● **Tareas del ejercicio**
1. Enumera a todas las personas que el relato sobre la jornada de votación para revocar a Chávez menciona con nombre y apellido.
2. Prosigue, por favor, el relato sobre la jornada de votación para revocar a Chávez a partir de su última oración.

Nunca apareció. Sí me llamó la atención que, a eso de las once de la mañana, un
periodista de un medio del Estado le decía a alguien por celular: “Hay que
neutralizar la matriz de opinión que están poniendo a circular los escuálidos
de que van ganando”. Mientras tanto, reportes provenientes de la Quinta Unidad,
cuartel de la oposición, nos hablaban de jolgorio por adelantado.
Eran
alrededor de las cinco y media de la tarde cuando el Comando Maisanta se dignó
a pronunciarse con voceros de segunda línea. Dieron la cara la periodista
Maripili Hernández y el militar retirado Jesse Chacón Escamillo, director de la
Comisión Nacional de Telecomunicaciones (Conatel). A Maripili la conocía porque
compartimos aula en una maestría en historia de la Universidad Católica Andrés
Bello y por eso me atreví a preguntarle qué estaba pasando. “Ganamos”, dijo con
una sonrisa poco convincente. Y el pronunciamiento ante los reporteros que vino
a continuación la hizo aún menos creíble. “Le demostramos a la oposición que la
Constitución existe”. “Hoy ganó la democracia”. Parecían los mensajes cifrados
de un perdedor, por más que cerraron la intervención con un llamado al pueblo
al Palacio de Miraflores. Aún más sintomático era el patético llamado del
diputado Juan Barreto a los chavistas desde los estudios de Venezolana de
Televisión: salgan, Catia todavía no ha votado.
Con
esa percepción me fui del Caracas Hilton en dirección al periódico. Pero antes
quería consultar con alguna fuente de la Coordinadora y llamé a Julio Borges,
con quien siempre tuve un trato cordial. “Vamos ganando”, respondió a su vez el
jefe de Primero Justicia, para luego añadir una intrigante coletilla: “Pero no
hemos alcanzado el quórum”. El quórum es la cantidad mínima de votos necesarios
para revocar al Presidente. No bastaba que el Sí fuera más que el No. Según la
Carta Magna, para que un jefe de Estado sea revocado deben sufragar en su contra tantos o más electores
que los que lo respaldaron en los comicios que lo llevaron al cargo. En el caso de Chávez, el quórum requerido era
de 3.757.773 electores, que fue lo que obtuvo el gobernante en el proceso de
relegitimación postconstituyente de 2000.

● **Entradas proporcionadas**
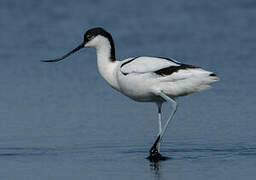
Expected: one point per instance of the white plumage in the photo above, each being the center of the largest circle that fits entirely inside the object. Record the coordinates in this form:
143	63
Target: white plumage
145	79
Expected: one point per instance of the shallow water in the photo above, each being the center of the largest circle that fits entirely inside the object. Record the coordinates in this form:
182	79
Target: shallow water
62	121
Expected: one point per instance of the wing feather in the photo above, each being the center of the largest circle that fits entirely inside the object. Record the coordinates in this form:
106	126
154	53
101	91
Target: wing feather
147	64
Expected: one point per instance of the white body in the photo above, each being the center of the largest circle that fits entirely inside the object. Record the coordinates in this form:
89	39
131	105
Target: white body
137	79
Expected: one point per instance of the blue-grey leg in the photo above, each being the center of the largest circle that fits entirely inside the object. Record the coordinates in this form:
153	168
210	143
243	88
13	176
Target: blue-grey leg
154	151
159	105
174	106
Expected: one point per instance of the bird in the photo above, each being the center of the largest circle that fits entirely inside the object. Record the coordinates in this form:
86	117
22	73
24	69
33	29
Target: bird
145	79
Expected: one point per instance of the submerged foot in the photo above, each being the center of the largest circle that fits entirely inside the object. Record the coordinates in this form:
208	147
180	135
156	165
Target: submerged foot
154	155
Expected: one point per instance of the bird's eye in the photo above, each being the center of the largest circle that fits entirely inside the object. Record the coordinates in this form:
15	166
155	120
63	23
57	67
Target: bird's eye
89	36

● **Resultados del ejercicio**
1.
- Maripili Hernández
- Jesse Chacón Escamillo
- Juan Barreto
- Julio Borges

2.
Me
olió a gato encerrado. Con la gigantesca participación ciudadana, evidenciada
en colas de ocho horas, resultaba inverosímil
que a las seis y media de la tarde la opción a la delantera no hubiera llegado
a 3,7 millones en un universo de 14.037.900 convocados a decidir. ¿Cómo
explicar que la opción en ventaja no hubiera completado ni siquiera el 25% de
los votos emitidos a una hora cuando muchas mesas ya debían estar cerradas? “Es
que hay muchos cuellos de botella”, fue la explicación de Borges. Algo no
encajaba.
Y
encajó menos cuando mi jefe en el diario me mandó a recorrer Catia en búsqueda
de supuestos tiroteos en centros electorales iniciados por grupos de choque del
chavismo. En el 23 de Enero la rumba era trancada. Cientos de hombres, mujeres
y niños se volcaron a las vías con carteles del comando de Chávez. Era obvio
que esa gente manejaba otra información. La misma, por cierto, que manejaban en
el despacho del alcalde del municipio Libertador, Freddy Bernal, y que
compartía a través de un megáfono mientras recorría la zona arriba de un
camión. “La BBC de Londres nos da ganadores con 60% de los votos”, exclamaba.
“Pero sigan en las colas, compatriotas. No se muevan de allí. Camaradas, vamos
a llevarles frutas y bebidas a quienes aún esperan para votar”.
En
el periódico llovían las versiones, ninguna coincidente. Y así pasamos al 16 de
agosto sin saber si Chávez seguiría al frente o no. Para conocer un testimonio
de primera mano llamé al diputado ex chavista José Luis Farías. Me dijo que no
sabía nada, que estaba durmiendo. El país en ascuas y él, un dirigente
político, un parlamentario muy activo, roncaba. Creo que estaba despierto y
prefirió no hablar. Avanzaban las horas
y como a las dos de la mañana entró la cadena del Consejo Nacional Electoral
para emitir el primer boletín a cargo de su presidente, Francisco Carrasquero.
“Opción No: 59 %. Opción Sí: 40,6%”.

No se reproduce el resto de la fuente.